• [What is asked]
a - In the article on how the Pyramids were built, what makes the dissenters' lever-or-pulley idea hard to accept? Answer in one to three sentences.
b - According to the article on how the Pyramids were built, who first claimed the blocks were cast from concrete, and when?
c - Continue the article on how the Pyramids were built, picking up right after its last sentence.

The Ancient Egyptians built their great Pyramids by pouring concrete into blocks high on the site rather than hauling up giant stones, according to a new Franco-American study.

The research, by materials scientists from national institutions, adds fuel to a theory that the pharaohs’ craftsmen had enough skill and materials at hand to cast the two-tonne limestone blocks that dress the Cheops and other Pyramids.

Despite mounting support from scientists, Egyptologists have rejected the concrete claim, first made in the late 1970s by Joseph Davidovits, a French chemist.

The stones, say the historians and archeologists, were all carved from nearby quarries, heaved up huge ramps and set in place by armies of workers. Some dissenters say that levers or pulleys were used, even though the wheel had not been invented at that time.

• [Supplied data]
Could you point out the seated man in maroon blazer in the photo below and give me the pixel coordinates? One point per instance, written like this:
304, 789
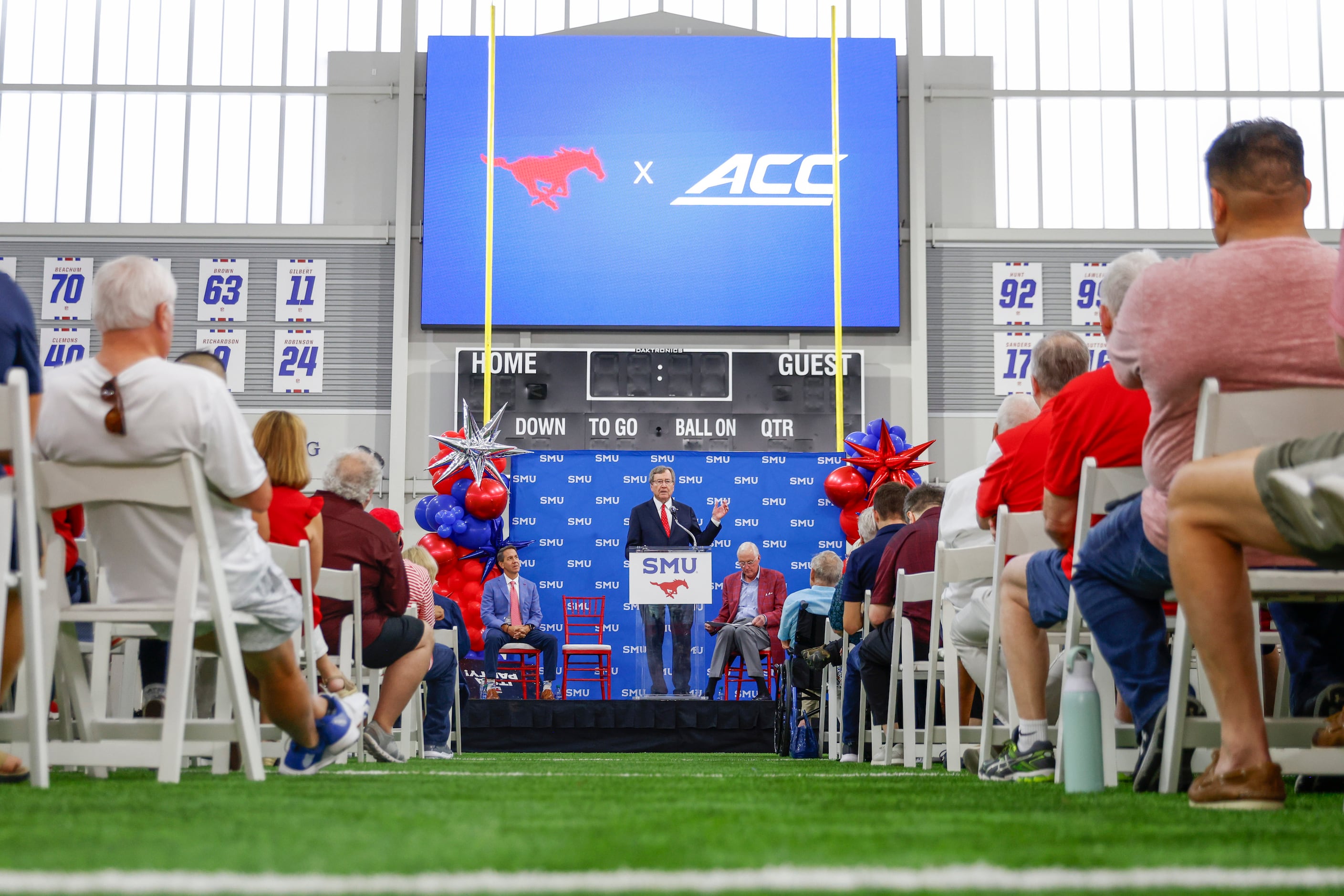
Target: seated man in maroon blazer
749, 621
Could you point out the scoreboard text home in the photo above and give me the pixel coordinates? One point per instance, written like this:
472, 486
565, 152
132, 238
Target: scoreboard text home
730, 401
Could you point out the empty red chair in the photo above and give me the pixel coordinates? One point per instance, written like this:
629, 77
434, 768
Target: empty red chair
586, 659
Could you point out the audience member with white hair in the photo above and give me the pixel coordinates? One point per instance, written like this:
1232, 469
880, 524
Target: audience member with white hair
749, 620
1093, 417
1186, 320
128, 405
959, 527
401, 645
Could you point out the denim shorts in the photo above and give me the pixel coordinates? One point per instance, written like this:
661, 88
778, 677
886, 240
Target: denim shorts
1047, 589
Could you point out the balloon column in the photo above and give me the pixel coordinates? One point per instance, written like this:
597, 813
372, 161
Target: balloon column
875, 456
464, 516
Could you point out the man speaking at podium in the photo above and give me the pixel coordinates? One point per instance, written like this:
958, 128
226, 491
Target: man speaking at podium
665, 523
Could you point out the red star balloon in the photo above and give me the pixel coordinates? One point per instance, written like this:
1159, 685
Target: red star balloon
886, 462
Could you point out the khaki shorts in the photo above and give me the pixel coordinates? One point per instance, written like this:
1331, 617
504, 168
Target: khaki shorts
1313, 544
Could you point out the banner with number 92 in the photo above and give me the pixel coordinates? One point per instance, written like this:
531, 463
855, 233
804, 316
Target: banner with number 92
68, 289
1085, 292
1012, 362
299, 360
230, 347
302, 291
222, 291
1018, 293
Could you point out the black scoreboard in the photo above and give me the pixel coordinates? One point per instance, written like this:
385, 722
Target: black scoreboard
730, 401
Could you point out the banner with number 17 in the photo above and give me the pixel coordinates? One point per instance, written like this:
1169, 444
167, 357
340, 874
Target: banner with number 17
302, 291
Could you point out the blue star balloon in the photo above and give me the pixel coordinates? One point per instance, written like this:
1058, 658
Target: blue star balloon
496, 544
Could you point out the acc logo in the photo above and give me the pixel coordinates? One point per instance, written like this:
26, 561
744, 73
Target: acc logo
733, 174
545, 178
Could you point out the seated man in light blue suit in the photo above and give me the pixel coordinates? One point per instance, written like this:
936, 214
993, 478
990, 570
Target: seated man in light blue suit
511, 610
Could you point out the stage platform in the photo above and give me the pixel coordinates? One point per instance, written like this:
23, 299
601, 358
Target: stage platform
619, 726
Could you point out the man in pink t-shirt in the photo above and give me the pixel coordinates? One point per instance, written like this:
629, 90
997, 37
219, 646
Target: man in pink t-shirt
1249, 315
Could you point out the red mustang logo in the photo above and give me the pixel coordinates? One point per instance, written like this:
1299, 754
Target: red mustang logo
670, 589
549, 177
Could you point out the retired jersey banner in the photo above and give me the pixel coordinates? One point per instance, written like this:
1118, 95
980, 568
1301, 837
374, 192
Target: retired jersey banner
662, 182
576, 507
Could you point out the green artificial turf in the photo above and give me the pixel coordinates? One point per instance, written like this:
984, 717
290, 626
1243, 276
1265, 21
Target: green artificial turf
609, 812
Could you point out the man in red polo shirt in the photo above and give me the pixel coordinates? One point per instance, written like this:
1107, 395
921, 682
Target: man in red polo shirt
1093, 417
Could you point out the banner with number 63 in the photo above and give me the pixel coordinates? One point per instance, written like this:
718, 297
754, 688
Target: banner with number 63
1018, 293
299, 360
222, 291
1012, 362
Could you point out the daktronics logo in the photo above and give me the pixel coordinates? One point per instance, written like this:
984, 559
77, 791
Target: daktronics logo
734, 175
545, 178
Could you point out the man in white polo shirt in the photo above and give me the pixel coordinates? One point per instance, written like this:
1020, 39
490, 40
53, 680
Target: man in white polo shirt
128, 405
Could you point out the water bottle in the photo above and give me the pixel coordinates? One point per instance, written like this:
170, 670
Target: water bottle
1080, 722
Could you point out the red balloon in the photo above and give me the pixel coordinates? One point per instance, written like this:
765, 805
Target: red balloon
846, 485
850, 523
487, 499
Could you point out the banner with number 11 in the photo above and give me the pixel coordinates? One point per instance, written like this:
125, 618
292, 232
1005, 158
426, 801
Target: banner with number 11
302, 291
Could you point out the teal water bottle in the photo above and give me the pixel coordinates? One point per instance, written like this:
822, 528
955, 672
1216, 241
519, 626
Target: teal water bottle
1080, 722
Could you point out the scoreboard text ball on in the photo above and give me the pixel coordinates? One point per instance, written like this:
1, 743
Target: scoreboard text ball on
730, 401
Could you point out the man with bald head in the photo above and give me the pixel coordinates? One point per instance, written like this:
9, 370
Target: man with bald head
1252, 315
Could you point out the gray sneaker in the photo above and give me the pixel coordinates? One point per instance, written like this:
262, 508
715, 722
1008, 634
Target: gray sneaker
381, 743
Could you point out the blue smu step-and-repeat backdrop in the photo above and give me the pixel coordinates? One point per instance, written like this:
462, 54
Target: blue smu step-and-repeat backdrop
577, 507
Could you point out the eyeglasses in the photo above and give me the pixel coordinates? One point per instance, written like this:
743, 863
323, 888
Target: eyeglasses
116, 418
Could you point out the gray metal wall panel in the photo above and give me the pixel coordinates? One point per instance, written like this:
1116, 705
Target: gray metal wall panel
359, 311
961, 328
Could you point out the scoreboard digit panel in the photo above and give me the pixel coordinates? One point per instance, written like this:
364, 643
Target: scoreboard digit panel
657, 399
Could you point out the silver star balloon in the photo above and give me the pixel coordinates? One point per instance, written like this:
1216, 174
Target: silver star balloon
475, 449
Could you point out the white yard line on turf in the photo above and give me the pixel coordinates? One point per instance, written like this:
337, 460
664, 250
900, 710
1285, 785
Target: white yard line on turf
975, 877
636, 774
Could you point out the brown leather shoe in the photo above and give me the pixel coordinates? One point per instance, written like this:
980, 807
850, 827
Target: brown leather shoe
1331, 734
1256, 788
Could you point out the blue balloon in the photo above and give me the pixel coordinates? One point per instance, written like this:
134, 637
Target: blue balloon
422, 518
473, 534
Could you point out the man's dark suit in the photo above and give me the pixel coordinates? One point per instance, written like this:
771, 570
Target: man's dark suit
647, 531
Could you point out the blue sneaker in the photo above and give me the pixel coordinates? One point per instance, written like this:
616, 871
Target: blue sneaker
336, 734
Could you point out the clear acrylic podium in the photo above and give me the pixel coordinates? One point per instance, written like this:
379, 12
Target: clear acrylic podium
670, 589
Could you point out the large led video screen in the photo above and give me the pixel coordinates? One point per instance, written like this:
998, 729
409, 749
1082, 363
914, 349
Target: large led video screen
674, 182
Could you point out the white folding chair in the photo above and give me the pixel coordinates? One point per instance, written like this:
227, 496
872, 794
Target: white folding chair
910, 589
951, 566
449, 637
1015, 534
146, 742
1230, 422
296, 563
343, 585
1097, 487
26, 727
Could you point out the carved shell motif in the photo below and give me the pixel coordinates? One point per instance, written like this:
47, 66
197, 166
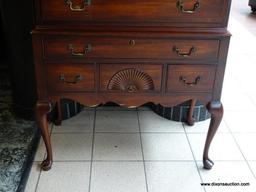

• [Final results]
a - The article says some dissenters claim levers or pulleys were used, but the wheel had not yet been invented at that time.

b - Joseph Davidovits, a French chemist, in the late 1970s.

c -
Until recently it was hard for geologists to distinguish between natural limestone and the kind that would have been made by reconstituting liquefied lime.

But according to Professor Gilles Hug, of the French National Aerospace Research Agency (Onera), and Professor Michel Barsoum, of Drexel University in Philadelphia, the covering of the great Pyramids at Giza consists of two types of stone: one from the quarries and one man-made.

“There’s no way around it. The chemistry is well and truly different,” Professor Hug told Science et Vie magazine. Their study is being published this month in the Journal of the American Ceramic Society.